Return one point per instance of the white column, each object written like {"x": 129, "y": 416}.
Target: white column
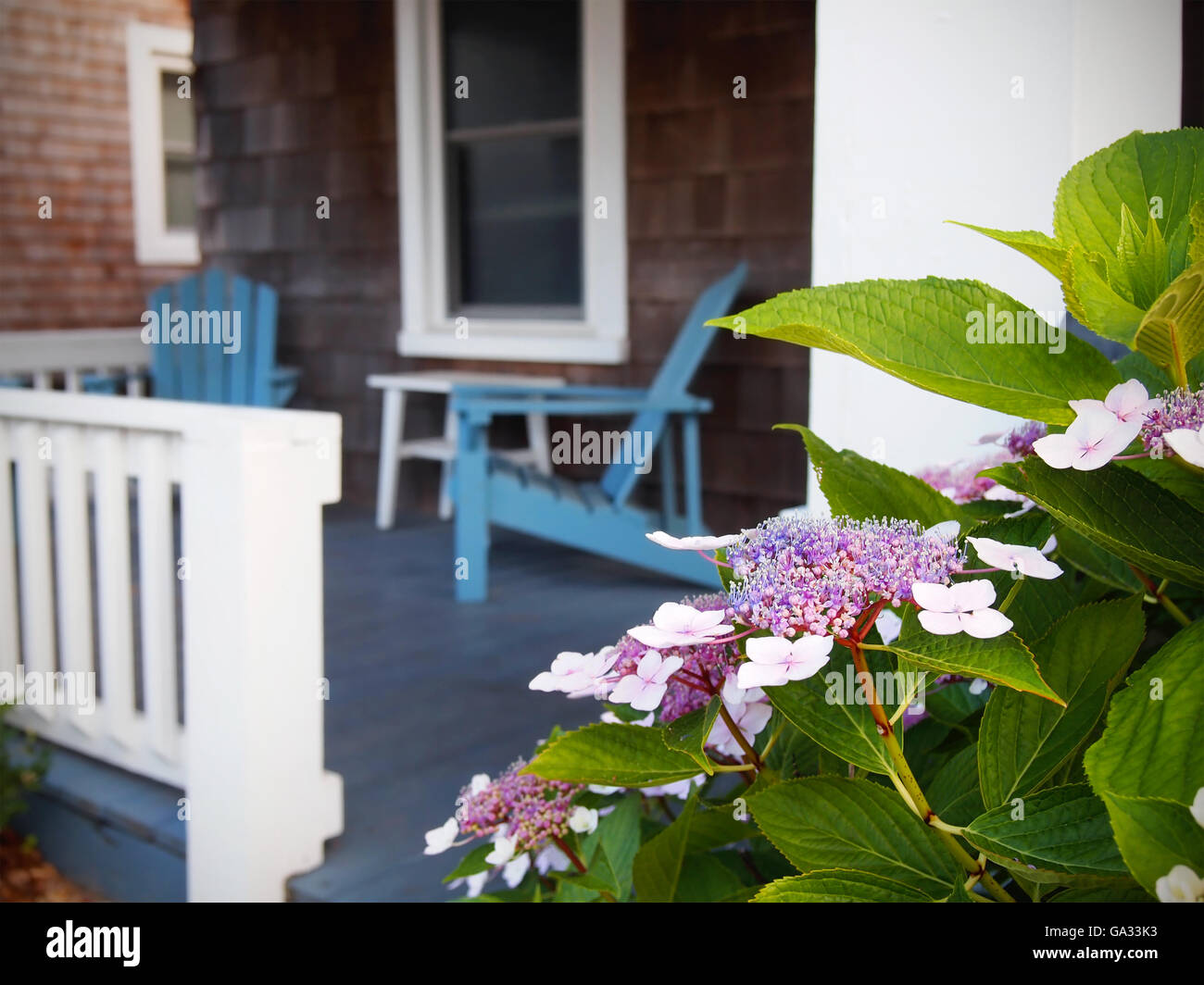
{"x": 928, "y": 110}
{"x": 259, "y": 800}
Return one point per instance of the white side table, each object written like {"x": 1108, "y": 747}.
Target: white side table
{"x": 444, "y": 447}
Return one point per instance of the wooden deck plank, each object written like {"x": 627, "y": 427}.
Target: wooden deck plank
{"x": 425, "y": 692}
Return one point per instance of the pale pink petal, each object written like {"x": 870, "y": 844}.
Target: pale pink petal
{"x": 1187, "y": 443}
{"x": 940, "y": 623}
{"x": 807, "y": 666}
{"x": 985, "y": 624}
{"x": 769, "y": 649}
{"x": 627, "y": 689}
{"x": 755, "y": 717}
{"x": 546, "y": 681}
{"x": 761, "y": 676}
{"x": 651, "y": 636}
{"x": 1056, "y": 451}
{"x": 1084, "y": 405}
{"x": 973, "y": 595}
{"x": 673, "y": 616}
{"x": 932, "y": 596}
{"x": 1036, "y": 565}
{"x": 1130, "y": 400}
{"x": 667, "y": 667}
{"x": 649, "y": 699}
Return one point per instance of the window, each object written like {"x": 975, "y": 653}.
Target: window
{"x": 163, "y": 143}
{"x": 512, "y": 195}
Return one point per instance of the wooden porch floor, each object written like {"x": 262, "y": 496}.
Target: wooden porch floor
{"x": 425, "y": 692}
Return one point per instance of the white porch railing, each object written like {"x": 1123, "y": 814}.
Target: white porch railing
{"x": 60, "y": 359}
{"x": 107, "y": 508}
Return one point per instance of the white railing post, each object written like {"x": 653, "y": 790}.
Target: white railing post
{"x": 260, "y": 802}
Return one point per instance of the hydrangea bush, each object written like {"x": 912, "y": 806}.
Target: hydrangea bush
{"x": 982, "y": 683}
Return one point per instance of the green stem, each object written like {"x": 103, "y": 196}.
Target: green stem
{"x": 749, "y": 752}
{"x": 906, "y": 781}
{"x": 1157, "y": 592}
{"x": 1011, "y": 593}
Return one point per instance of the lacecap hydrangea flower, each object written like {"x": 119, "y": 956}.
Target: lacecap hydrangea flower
{"x": 818, "y": 576}
{"x": 526, "y": 811}
{"x": 1180, "y": 409}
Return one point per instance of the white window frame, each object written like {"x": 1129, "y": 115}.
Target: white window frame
{"x": 600, "y": 335}
{"x": 149, "y": 51}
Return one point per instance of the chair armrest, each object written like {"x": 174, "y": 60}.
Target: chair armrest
{"x": 284, "y": 380}
{"x": 480, "y": 407}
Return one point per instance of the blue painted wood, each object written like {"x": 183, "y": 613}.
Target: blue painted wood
{"x": 412, "y": 714}
{"x": 204, "y": 371}
{"x": 596, "y": 517}
{"x": 678, "y": 368}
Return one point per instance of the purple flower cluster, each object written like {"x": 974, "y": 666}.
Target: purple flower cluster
{"x": 710, "y": 663}
{"x": 1020, "y": 440}
{"x": 525, "y": 808}
{"x": 1180, "y": 408}
{"x": 813, "y": 576}
{"x": 961, "y": 480}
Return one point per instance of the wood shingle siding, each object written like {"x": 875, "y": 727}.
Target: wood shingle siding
{"x": 296, "y": 100}
{"x": 65, "y": 122}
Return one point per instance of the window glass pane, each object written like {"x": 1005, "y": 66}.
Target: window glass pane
{"x": 521, "y": 60}
{"x": 518, "y": 233}
{"x": 180, "y": 152}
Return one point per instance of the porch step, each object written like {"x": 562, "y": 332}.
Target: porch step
{"x": 113, "y": 833}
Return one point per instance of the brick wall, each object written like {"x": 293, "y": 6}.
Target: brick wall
{"x": 65, "y": 134}
{"x": 296, "y": 100}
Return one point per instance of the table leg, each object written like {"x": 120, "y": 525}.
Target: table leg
{"x": 449, "y": 433}
{"x": 392, "y": 429}
{"x": 537, "y": 441}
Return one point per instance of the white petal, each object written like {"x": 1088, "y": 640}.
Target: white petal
{"x": 973, "y": 595}
{"x": 583, "y": 820}
{"x": 807, "y": 666}
{"x": 669, "y": 667}
{"x": 674, "y": 616}
{"x": 514, "y": 869}
{"x": 501, "y": 853}
{"x": 767, "y": 649}
{"x": 1035, "y": 565}
{"x": 947, "y": 530}
{"x": 1180, "y": 885}
{"x": 755, "y": 717}
{"x": 1085, "y": 405}
{"x": 1058, "y": 451}
{"x": 887, "y": 625}
{"x": 1127, "y": 399}
{"x": 693, "y": 543}
{"x": 654, "y": 636}
{"x": 985, "y": 624}
{"x": 932, "y": 596}
{"x": 761, "y": 675}
{"x": 441, "y": 838}
{"x": 649, "y": 699}
{"x": 627, "y": 689}
{"x": 940, "y": 623}
{"x": 1187, "y": 443}
{"x": 992, "y": 552}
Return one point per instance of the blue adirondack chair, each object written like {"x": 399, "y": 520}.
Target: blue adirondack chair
{"x": 597, "y": 517}
{"x": 203, "y": 371}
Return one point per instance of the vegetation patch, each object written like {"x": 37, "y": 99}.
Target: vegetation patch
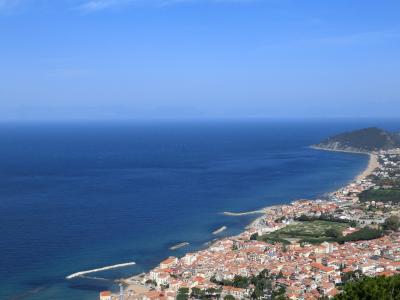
{"x": 308, "y": 231}
{"x": 381, "y": 195}
{"x": 384, "y": 288}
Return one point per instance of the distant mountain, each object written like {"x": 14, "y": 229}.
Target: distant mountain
{"x": 363, "y": 140}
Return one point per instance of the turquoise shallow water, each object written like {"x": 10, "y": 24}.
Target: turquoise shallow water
{"x": 77, "y": 196}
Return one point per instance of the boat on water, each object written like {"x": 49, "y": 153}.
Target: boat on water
{"x": 223, "y": 228}
{"x": 180, "y": 245}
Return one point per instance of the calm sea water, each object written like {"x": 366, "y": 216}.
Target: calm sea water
{"x": 77, "y": 196}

***

Print every entry above again without changing a word, and omit the pictures.

FULL RESPONSE
Return one point per instance of the white column, each object written like {"x": 129, "y": 416}.
Target: white column
{"x": 928, "y": 110}
{"x": 259, "y": 800}
Return one point per instance of the white side table, each object written like {"x": 1108, "y": 747}.
Target: white side table
{"x": 444, "y": 447}
Return one point per instance of the wooden deck plank, each object written like {"x": 627, "y": 427}.
Target: wooden deck plank
{"x": 425, "y": 692}
Return one point per instance of the pale pink petal, each object written like {"x": 870, "y": 844}.
Target: pale pink petal
{"x": 1187, "y": 443}
{"x": 940, "y": 623}
{"x": 807, "y": 666}
{"x": 985, "y": 624}
{"x": 769, "y": 649}
{"x": 627, "y": 689}
{"x": 755, "y": 717}
{"x": 546, "y": 681}
{"x": 761, "y": 676}
{"x": 651, "y": 636}
{"x": 1056, "y": 451}
{"x": 1084, "y": 405}
{"x": 973, "y": 595}
{"x": 673, "y": 616}
{"x": 932, "y": 596}
{"x": 1036, "y": 565}
{"x": 1130, "y": 400}
{"x": 667, "y": 667}
{"x": 649, "y": 699}
Return one point per instance of the window, each object written like {"x": 975, "y": 653}.
Target: window
{"x": 163, "y": 143}
{"x": 512, "y": 195}
Return one point per instance of the wooden porch floor, each object written like {"x": 262, "y": 496}.
Target: wooden porch floor
{"x": 425, "y": 692}
Return one point per instance of the white porch railing, each object written like {"x": 1123, "y": 814}.
Target: white porch railing
{"x": 60, "y": 359}
{"x": 107, "y": 508}
Return one point per instance of the white railing post, each object written like {"x": 653, "y": 790}.
Target: white railing post
{"x": 260, "y": 802}
Return one point per instance of the hydrangea bush, each object written like {"x": 912, "y": 806}.
Target: hydrangea bush
{"x": 982, "y": 683}
Return one point per instance of the green stem, each object written like {"x": 103, "y": 196}.
Target: green stem
{"x": 749, "y": 752}
{"x": 906, "y": 781}
{"x": 1157, "y": 592}
{"x": 1011, "y": 593}
Return one point per instance of the lacecap hydrangea flower, each object written like {"x": 119, "y": 956}.
Target: lacecap hydrangea flower
{"x": 818, "y": 576}
{"x": 526, "y": 811}
{"x": 1180, "y": 409}
Return one point per instance of the white window frame, each object written like {"x": 1129, "y": 115}.
Target: white window frame
{"x": 600, "y": 335}
{"x": 149, "y": 51}
Return one point per instance of the chair armrest, each object written like {"x": 174, "y": 60}.
Target: chair armrest
{"x": 284, "y": 380}
{"x": 480, "y": 407}
Return one point per instance of the blue painted wood, each object written like {"x": 183, "y": 613}.
Target: blue painted wood
{"x": 412, "y": 714}
{"x": 204, "y": 371}
{"x": 596, "y": 517}
{"x": 678, "y": 368}
Return one point per instance of the purple flower cluster, each object written like {"x": 974, "y": 666}.
Target: purple flower cluster
{"x": 710, "y": 663}
{"x": 1020, "y": 440}
{"x": 525, "y": 808}
{"x": 1180, "y": 408}
{"x": 813, "y": 576}
{"x": 961, "y": 480}
Return one point per instance of the wood shingle siding, each object written like {"x": 875, "y": 727}.
Target: wood shingle siding
{"x": 296, "y": 100}
{"x": 65, "y": 122}
Return one point per instance of the window glass pane, each object written like {"x": 1005, "y": 66}.
Target: window glass pane
{"x": 521, "y": 60}
{"x": 518, "y": 233}
{"x": 180, "y": 152}
Return one point per instance of the porch step, each object written like {"x": 562, "y": 332}.
Target: porch step
{"x": 113, "y": 833}
Return one point per instance of the brick wall, each object written like {"x": 293, "y": 6}.
Target: brick wall
{"x": 65, "y": 134}
{"x": 296, "y": 100}
Return one point per instance of the table leg, each object written like {"x": 120, "y": 525}.
Target: table leg
{"x": 449, "y": 433}
{"x": 392, "y": 429}
{"x": 537, "y": 441}
Return one point per instance of the white petal, each object written like {"x": 1088, "y": 640}.
Target: white petal
{"x": 973, "y": 595}
{"x": 583, "y": 820}
{"x": 807, "y": 666}
{"x": 669, "y": 667}
{"x": 674, "y": 616}
{"x": 514, "y": 869}
{"x": 501, "y": 853}
{"x": 767, "y": 649}
{"x": 1035, "y": 565}
{"x": 947, "y": 530}
{"x": 1180, "y": 885}
{"x": 755, "y": 717}
{"x": 1085, "y": 405}
{"x": 1058, "y": 451}
{"x": 887, "y": 625}
{"x": 1127, "y": 399}
{"x": 693, "y": 543}
{"x": 654, "y": 636}
{"x": 985, "y": 624}
{"x": 932, "y": 596}
{"x": 761, "y": 675}
{"x": 441, "y": 838}
{"x": 649, "y": 699}
{"x": 627, "y": 689}
{"x": 940, "y": 623}
{"x": 1187, "y": 443}
{"x": 992, "y": 552}
Return one point per instance of the blue adirondack chair, each object written like {"x": 399, "y": 520}.
Target: blue adirondack chair
{"x": 597, "y": 517}
{"x": 203, "y": 371}
Return one point per instance of the vegetation patch, each object written like {"x": 37, "y": 99}.
Target: vegetation patch
{"x": 308, "y": 231}
{"x": 381, "y": 195}
{"x": 384, "y": 288}
Return one point per instance of the distant mountain, each object written like {"x": 14, "y": 229}.
Target: distant mountain
{"x": 363, "y": 140}
Return one point per instance of the turquoise shallow water, each object written like {"x": 10, "y": 24}.
Target: turquoise shallow water
{"x": 77, "y": 196}
Return one point per instance of the boat on water, each object written like {"x": 49, "y": 153}.
Target: boat on water
{"x": 223, "y": 228}
{"x": 180, "y": 245}
Return one point per instance of the calm sea water, each object written like {"x": 366, "y": 216}.
Target: calm sea water
{"x": 77, "y": 196}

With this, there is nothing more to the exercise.